# WHAT THE TASK REQUIRES:
Gather every line of the material below that contains the string "chest", reproducing each line in full. Case counts, so include only lines where the string appears with that exact capitalization.
====== INPUT MATERIAL ======
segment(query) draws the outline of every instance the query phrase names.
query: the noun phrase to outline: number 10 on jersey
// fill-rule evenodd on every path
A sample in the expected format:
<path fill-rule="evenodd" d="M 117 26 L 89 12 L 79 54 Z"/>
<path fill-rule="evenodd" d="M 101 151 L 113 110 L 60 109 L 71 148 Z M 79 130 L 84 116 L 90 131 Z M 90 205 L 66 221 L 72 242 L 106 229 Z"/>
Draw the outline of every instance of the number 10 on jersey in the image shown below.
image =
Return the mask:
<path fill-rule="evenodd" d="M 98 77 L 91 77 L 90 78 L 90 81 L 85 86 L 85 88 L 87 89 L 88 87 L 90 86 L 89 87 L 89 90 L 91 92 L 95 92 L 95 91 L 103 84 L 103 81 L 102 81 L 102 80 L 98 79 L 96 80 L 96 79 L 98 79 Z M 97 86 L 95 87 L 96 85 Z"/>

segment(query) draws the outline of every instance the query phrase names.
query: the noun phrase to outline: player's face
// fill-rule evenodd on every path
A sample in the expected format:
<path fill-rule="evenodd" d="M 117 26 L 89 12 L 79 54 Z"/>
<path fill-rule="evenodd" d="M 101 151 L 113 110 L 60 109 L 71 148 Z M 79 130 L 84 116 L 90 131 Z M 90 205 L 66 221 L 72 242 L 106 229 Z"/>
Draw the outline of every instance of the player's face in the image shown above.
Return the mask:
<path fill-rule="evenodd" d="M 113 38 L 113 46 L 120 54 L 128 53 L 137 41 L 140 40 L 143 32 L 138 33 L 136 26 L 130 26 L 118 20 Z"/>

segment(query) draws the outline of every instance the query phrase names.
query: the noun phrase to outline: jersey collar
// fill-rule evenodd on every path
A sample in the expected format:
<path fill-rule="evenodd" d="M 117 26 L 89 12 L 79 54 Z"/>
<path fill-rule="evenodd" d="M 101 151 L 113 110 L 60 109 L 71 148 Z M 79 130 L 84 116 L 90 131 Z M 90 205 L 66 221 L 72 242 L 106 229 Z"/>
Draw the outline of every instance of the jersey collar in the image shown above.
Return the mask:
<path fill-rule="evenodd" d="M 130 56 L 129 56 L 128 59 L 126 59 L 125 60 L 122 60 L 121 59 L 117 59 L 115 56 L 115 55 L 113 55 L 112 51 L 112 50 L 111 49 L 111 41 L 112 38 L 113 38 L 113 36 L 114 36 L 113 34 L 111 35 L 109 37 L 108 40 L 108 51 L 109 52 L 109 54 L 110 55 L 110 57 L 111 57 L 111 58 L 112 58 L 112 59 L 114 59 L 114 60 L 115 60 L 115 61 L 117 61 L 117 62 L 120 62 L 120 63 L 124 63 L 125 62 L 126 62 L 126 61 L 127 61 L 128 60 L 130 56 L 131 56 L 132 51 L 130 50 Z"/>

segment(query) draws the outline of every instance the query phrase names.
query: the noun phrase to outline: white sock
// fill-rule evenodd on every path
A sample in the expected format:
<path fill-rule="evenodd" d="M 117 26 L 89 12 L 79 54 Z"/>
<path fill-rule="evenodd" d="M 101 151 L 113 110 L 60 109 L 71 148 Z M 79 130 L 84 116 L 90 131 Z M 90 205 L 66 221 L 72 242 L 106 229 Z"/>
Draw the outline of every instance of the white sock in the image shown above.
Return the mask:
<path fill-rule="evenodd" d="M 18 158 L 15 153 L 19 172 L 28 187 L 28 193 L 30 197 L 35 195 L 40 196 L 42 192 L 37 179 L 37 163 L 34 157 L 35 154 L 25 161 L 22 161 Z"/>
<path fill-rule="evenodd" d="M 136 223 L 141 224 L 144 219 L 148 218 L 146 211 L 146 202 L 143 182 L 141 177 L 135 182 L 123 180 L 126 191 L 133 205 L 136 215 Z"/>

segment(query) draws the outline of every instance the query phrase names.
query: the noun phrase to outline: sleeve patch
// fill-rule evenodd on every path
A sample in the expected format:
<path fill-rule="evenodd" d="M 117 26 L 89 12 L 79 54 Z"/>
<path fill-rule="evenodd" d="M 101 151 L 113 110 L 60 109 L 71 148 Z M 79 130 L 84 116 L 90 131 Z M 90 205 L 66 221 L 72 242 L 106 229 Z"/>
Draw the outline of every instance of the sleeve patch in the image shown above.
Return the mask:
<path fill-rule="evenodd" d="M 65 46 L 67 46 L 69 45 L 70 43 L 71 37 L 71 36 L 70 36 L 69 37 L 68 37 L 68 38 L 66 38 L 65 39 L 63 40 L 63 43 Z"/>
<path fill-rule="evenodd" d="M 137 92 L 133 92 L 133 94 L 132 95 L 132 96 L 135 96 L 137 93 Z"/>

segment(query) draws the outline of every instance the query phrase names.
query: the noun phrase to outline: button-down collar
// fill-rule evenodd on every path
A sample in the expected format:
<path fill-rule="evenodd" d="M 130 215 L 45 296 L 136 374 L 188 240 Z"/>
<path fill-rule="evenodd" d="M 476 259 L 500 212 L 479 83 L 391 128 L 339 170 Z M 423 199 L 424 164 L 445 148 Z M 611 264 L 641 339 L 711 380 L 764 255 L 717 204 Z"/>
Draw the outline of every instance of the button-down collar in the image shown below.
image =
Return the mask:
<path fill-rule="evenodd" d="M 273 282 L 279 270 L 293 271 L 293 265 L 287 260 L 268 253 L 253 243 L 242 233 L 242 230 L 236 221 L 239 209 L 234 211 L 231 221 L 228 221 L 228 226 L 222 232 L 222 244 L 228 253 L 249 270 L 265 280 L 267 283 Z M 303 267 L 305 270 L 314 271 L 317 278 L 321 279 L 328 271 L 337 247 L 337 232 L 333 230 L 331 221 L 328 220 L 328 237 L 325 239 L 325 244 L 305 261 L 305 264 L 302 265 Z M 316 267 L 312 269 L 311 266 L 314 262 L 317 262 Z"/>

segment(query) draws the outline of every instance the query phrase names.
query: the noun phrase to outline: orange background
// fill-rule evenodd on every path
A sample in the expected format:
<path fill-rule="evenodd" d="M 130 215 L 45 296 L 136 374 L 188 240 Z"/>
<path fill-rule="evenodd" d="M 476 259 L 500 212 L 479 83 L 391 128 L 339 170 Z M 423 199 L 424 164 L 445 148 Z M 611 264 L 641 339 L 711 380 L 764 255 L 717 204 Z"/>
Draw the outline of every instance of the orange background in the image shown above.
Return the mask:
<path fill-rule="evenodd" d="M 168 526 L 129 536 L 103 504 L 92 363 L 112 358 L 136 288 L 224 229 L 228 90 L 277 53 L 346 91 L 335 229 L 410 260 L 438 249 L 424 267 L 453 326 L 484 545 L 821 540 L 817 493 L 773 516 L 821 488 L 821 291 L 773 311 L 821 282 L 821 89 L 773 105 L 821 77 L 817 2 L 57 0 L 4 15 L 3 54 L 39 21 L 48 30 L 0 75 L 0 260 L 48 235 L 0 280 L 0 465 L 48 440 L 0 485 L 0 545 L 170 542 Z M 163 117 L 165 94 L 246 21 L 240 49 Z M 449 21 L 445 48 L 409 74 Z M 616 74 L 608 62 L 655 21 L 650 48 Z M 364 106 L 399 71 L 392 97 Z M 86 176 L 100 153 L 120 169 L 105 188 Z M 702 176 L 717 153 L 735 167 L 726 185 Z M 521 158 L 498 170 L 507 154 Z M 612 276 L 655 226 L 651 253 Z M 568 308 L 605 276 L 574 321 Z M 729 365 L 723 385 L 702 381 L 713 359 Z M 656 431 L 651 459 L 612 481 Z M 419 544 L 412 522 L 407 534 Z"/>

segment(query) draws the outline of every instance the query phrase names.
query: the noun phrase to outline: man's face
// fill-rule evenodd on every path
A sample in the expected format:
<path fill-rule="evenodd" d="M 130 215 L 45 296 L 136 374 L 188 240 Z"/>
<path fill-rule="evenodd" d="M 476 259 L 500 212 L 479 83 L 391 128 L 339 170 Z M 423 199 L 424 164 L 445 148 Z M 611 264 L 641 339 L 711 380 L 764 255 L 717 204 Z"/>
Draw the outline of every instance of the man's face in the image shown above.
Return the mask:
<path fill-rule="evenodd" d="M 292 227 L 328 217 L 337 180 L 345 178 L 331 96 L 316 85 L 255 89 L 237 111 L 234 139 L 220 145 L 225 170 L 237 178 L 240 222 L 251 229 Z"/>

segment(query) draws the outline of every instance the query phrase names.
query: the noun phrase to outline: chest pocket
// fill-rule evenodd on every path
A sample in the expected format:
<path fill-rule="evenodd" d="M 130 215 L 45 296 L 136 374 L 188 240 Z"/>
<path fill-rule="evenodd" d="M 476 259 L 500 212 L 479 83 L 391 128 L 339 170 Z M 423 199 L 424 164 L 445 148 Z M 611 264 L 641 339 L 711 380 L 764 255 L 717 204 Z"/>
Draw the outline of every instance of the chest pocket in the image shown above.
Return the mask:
======
# WRITTEN RESPONSE:
query: the noun phrase to outline: chest pocket
Draw the outline of every instance of the chest pocket in the image shown above.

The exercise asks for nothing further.